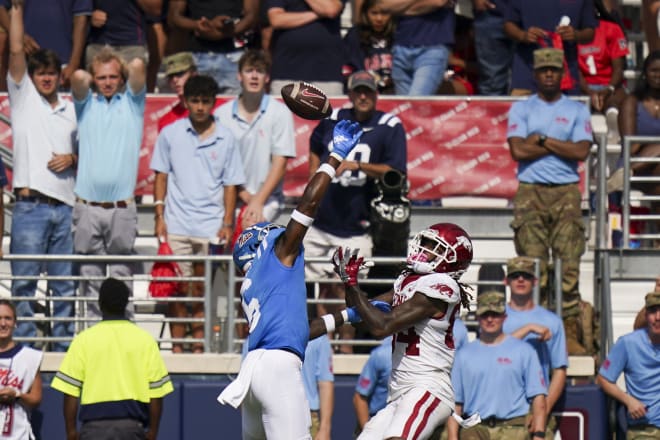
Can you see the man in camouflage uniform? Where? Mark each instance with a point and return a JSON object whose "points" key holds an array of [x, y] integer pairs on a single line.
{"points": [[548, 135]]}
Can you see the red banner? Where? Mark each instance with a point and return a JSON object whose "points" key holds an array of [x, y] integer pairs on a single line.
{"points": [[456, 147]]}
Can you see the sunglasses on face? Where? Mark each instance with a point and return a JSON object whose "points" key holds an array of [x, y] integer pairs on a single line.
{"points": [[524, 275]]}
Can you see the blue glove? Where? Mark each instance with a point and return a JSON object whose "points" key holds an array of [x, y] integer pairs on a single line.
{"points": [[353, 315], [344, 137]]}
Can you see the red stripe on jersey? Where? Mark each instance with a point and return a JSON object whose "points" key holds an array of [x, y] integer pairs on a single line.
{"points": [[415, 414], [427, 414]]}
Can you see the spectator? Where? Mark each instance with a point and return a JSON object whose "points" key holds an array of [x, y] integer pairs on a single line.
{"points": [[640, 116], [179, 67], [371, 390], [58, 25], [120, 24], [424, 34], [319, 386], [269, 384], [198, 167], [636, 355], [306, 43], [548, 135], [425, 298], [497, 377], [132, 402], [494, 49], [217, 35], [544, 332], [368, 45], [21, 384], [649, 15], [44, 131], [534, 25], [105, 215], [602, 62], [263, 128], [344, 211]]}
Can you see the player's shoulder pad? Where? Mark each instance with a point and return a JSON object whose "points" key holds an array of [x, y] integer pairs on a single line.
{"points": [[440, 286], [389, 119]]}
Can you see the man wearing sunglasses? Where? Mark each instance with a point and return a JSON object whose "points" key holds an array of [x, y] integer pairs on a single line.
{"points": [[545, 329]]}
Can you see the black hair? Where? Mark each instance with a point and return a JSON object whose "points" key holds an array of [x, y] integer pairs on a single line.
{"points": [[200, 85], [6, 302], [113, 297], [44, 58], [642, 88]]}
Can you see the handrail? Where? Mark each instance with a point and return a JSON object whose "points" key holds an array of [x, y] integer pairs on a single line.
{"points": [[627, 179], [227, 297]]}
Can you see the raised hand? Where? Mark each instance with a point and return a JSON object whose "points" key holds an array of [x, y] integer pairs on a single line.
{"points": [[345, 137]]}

- - -

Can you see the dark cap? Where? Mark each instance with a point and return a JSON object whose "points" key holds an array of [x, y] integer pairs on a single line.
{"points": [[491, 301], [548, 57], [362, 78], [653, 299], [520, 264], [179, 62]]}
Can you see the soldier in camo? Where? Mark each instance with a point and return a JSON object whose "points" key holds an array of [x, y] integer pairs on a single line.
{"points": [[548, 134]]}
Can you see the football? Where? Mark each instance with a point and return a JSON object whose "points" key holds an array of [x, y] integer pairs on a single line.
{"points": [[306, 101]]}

- - -

▸ WHAT TO PRODUCE:
Locate every line in the entries above that contains the word "sunglasses", and copy each of those lines in full.

▸ SOLUTION TO THIS TASK:
Can you see the sunglasses on face? Where? Mark each instance with a point and return a JSON object whose "points" key holds an array of [x, y] integer pairs on a single line.
Can you see the man wearing sunglasses? Where? Mark each instance with a point and return a JSON object whose "points" key holds an array of [x, y] integer pairs on a single line.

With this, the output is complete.